**Stated exercise**
Copy every line of the records below word for word, leaving out the pictures.

**Records supplied**
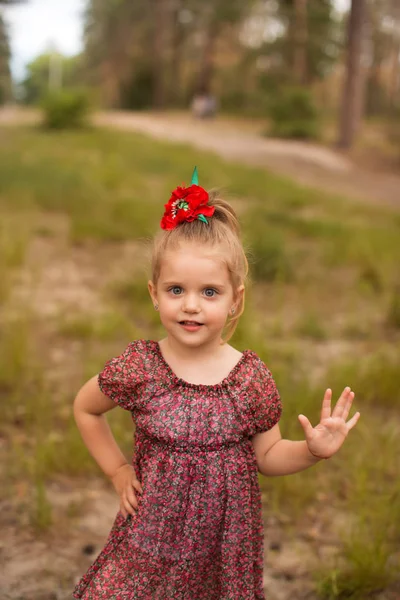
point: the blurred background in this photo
(291, 109)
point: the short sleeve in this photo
(265, 402)
(122, 377)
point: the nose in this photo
(190, 304)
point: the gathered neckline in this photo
(200, 386)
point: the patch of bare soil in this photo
(306, 163)
(58, 279)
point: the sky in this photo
(37, 25)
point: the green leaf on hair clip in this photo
(195, 177)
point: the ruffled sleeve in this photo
(123, 376)
(264, 399)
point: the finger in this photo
(341, 403)
(353, 421)
(326, 404)
(131, 497)
(137, 485)
(306, 425)
(129, 509)
(348, 405)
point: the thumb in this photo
(137, 486)
(306, 425)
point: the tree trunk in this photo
(300, 33)
(353, 91)
(177, 43)
(159, 16)
(207, 64)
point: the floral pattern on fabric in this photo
(198, 532)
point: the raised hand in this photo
(126, 484)
(326, 438)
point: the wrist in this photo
(114, 472)
(315, 457)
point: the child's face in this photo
(195, 295)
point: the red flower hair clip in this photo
(187, 204)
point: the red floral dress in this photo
(198, 531)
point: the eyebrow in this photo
(206, 285)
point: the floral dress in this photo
(198, 530)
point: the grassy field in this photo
(323, 310)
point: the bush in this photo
(294, 115)
(66, 109)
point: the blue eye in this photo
(176, 290)
(210, 292)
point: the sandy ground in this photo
(241, 140)
(45, 567)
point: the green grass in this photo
(323, 311)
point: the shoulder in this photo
(253, 375)
(139, 355)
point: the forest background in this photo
(77, 205)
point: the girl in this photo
(190, 522)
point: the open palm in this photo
(327, 437)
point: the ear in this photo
(152, 291)
(239, 294)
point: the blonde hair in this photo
(222, 229)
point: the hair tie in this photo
(187, 204)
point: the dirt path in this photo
(239, 140)
(306, 163)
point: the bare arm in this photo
(89, 406)
(276, 456)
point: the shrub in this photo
(66, 109)
(294, 115)
(271, 262)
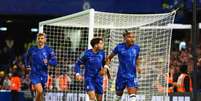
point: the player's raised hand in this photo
(102, 71)
(45, 61)
(78, 77)
(139, 70)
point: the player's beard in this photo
(41, 44)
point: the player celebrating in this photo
(93, 61)
(128, 53)
(37, 61)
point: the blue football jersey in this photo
(127, 59)
(92, 62)
(35, 59)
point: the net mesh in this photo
(69, 37)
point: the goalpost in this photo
(70, 35)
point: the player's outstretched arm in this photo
(52, 60)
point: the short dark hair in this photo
(95, 41)
(127, 33)
(183, 68)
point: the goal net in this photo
(70, 35)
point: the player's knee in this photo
(132, 91)
(132, 97)
(119, 93)
(92, 98)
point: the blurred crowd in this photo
(15, 77)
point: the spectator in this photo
(184, 82)
(6, 83)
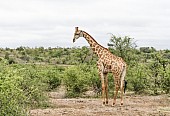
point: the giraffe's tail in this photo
(123, 82)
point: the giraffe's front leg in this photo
(103, 88)
(106, 87)
(117, 86)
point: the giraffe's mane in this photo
(95, 40)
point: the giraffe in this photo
(107, 63)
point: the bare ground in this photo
(133, 106)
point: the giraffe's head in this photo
(77, 34)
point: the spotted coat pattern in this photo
(107, 63)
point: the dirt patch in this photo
(133, 106)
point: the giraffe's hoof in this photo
(113, 104)
(121, 104)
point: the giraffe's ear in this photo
(76, 28)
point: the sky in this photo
(51, 23)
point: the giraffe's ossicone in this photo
(107, 63)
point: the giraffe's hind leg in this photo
(117, 86)
(122, 84)
(106, 87)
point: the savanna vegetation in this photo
(27, 74)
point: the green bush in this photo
(79, 79)
(20, 89)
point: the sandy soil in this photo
(133, 106)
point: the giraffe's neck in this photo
(97, 48)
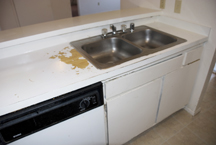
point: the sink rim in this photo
(97, 64)
(79, 43)
(131, 51)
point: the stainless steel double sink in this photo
(116, 49)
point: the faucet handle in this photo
(131, 27)
(124, 27)
(104, 32)
(113, 28)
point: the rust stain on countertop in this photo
(74, 60)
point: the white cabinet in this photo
(178, 85)
(177, 89)
(139, 99)
(130, 113)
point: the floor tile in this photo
(148, 138)
(204, 128)
(168, 128)
(183, 117)
(185, 137)
(166, 143)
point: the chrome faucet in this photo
(131, 27)
(104, 33)
(113, 29)
(114, 32)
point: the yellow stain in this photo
(74, 60)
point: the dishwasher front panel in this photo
(85, 129)
(22, 123)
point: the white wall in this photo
(8, 18)
(15, 13)
(196, 11)
(97, 6)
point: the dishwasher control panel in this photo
(26, 121)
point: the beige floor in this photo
(184, 129)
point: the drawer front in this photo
(125, 83)
(192, 55)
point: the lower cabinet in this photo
(176, 89)
(132, 112)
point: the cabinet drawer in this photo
(133, 80)
(192, 55)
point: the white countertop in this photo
(36, 76)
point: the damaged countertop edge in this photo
(103, 75)
(140, 63)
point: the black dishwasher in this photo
(21, 123)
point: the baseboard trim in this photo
(192, 112)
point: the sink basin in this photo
(111, 50)
(149, 38)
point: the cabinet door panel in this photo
(133, 112)
(177, 89)
(131, 81)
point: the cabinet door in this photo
(132, 112)
(177, 89)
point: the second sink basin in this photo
(111, 50)
(121, 47)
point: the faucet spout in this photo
(113, 29)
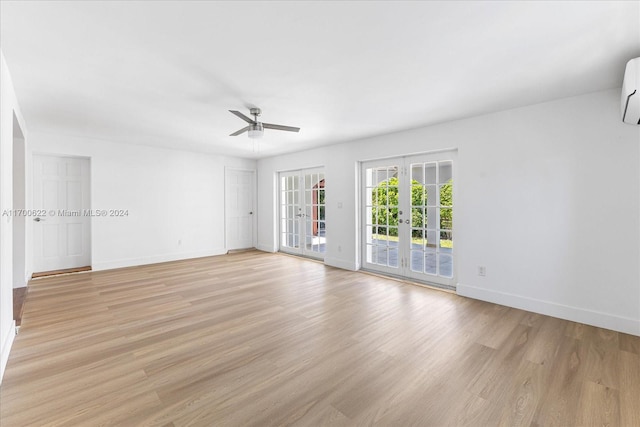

**Output**
point: the blurred background in this photo
(291, 109)
point: the short sleeve in this photo
(265, 402)
(122, 377)
point: the nose in this photo
(190, 304)
point: the gathered neckline in this photo
(200, 386)
point: the patch of bare soil in this photo
(306, 163)
(58, 279)
point: the sky in this photo
(37, 25)
point: the green leaf on hair clip in this photo
(195, 177)
point: the ruffled sleeve in this photo
(123, 376)
(264, 399)
point: the finger in this photo
(341, 403)
(353, 421)
(326, 404)
(131, 497)
(137, 485)
(306, 425)
(129, 509)
(348, 405)
point: the thumb in this photo
(137, 486)
(306, 425)
point: the tree trunk in this photo
(300, 33)
(353, 91)
(177, 43)
(159, 16)
(207, 64)
point: the floral pattern on fabric in this photo
(198, 532)
point: the raised hand in this photo
(126, 484)
(326, 438)
point: the wrist in this photo
(114, 472)
(315, 457)
point: the child's face in this photo
(195, 295)
point: the red flower hair clip in this photo
(187, 204)
point: the red floral dress in this photo
(198, 531)
point: the eyebrow in this photo
(206, 285)
point: the floral dress in this photo
(198, 530)
point: the grassy field in this photo
(323, 310)
point: the bush in this photo
(294, 115)
(66, 109)
point: the blue eye in this photo
(176, 290)
(210, 292)
point: the sandy ground in this photo
(241, 140)
(45, 567)
point: the green grass in this photo
(323, 311)
point: the shoulder in this photo
(253, 375)
(139, 355)
point: the forest background in this photo
(77, 205)
point: the girl in this photo
(190, 522)
point: the open palm in this photo
(327, 437)
point: the ear in this photo
(152, 291)
(239, 294)
point: the blonde hair in this photo
(222, 229)
point: the hair tie in this photo
(187, 204)
point: the dirt path in this photo
(239, 140)
(306, 163)
point: the bare arm in this photo
(89, 406)
(276, 456)
point: the shrub in this photo
(66, 109)
(294, 115)
(271, 262)
point: the player's raised hand in this photo
(102, 71)
(45, 61)
(78, 77)
(139, 70)
point: the player's beard in this photo
(41, 44)
point: the player celebrating in this photo
(93, 61)
(128, 53)
(37, 61)
point: the blue football jersey in this photo
(127, 59)
(92, 62)
(35, 59)
point: the net mesh in this photo
(69, 37)
point: the goalpost in this photo
(70, 35)
point: the player's outstretched arm in this photo
(52, 60)
point: the short dark hair in this photo
(95, 41)
(127, 33)
(183, 68)
point: the goal net in this photo
(70, 35)
point: the player's knee in this photo
(132, 91)
(132, 97)
(119, 93)
(92, 98)
point: the blurred crowd in this photo
(15, 77)
point: the spectator in this photo
(184, 82)
(6, 83)
point: the giraffe's tail in this photo
(123, 82)
point: the giraffe's front leg in this photo
(103, 88)
(106, 87)
(117, 86)
point: the giraffe's mane in this photo
(95, 40)
point: the giraffe in this photo
(107, 63)
point: the bare ground in this photo
(133, 106)
point: the giraffe's head in this photo
(77, 34)
point: the spotted coat pattern in this photo
(107, 63)
point: the dirt patch in this photo
(133, 106)
point: the giraffe's hoof in this photo
(113, 104)
(121, 104)
point: the giraffe's ear in this photo
(76, 28)
point: the sky in this photo
(51, 23)
point: the giraffe's ossicone in this photo
(107, 63)
point: the giraffe's hind leg in this photo
(117, 86)
(122, 84)
(106, 87)
point: the savanna vegetation in this photo
(27, 74)
point: the green bush in this photo
(79, 79)
(20, 89)
point: the sandy soil in this photo
(133, 106)
point: the giraffe's neck in this photo
(97, 48)
point: the sink rim in this photo
(97, 64)
(79, 43)
(131, 51)
point: the stainless steel double sink in this photo
(116, 49)
point: the faucet handle in this photo
(131, 27)
(124, 27)
(104, 32)
(113, 28)
point: the rust stain on countertop in this photo
(74, 60)
point: the white cabinet in this photo
(178, 85)
(177, 89)
(139, 99)
(130, 113)
point: the floor tile in this photo
(148, 138)
(204, 128)
(168, 128)
(183, 117)
(185, 137)
(166, 143)
point: the chrome faucet in this photo
(131, 27)
(104, 33)
(113, 29)
(114, 32)
point: the yellow stain in this photo
(74, 60)
point: the dishwasher front panel in this photo
(85, 129)
(22, 123)
point: the white wall in this photo
(8, 18)
(15, 13)
(196, 11)
(97, 6)
point: the dishwasher control panel in this photo
(26, 121)
point: the beige floor in this photo
(184, 129)
point: the drawer front in this photo
(125, 83)
(192, 55)
point: the lower cabinet in this photo
(176, 89)
(132, 112)
point: the cabinet drawer in this photo
(133, 80)
(192, 55)
point: the white countertop in this photo
(36, 76)
point: the damaged countertop edge in this photo
(103, 75)
(140, 63)
point: the black dishwasher in this photo
(21, 123)
point: the baseboard trim in this photo
(192, 112)
point: the sink basin in this photo
(111, 50)
(149, 38)
point: the cabinet door panel in this photo
(133, 112)
(177, 89)
(131, 81)
point: the cabinet door in this photo
(132, 112)
(177, 89)
point: the second sink basin in this photo
(111, 50)
(121, 47)
point: the faucet spout in this photo
(113, 29)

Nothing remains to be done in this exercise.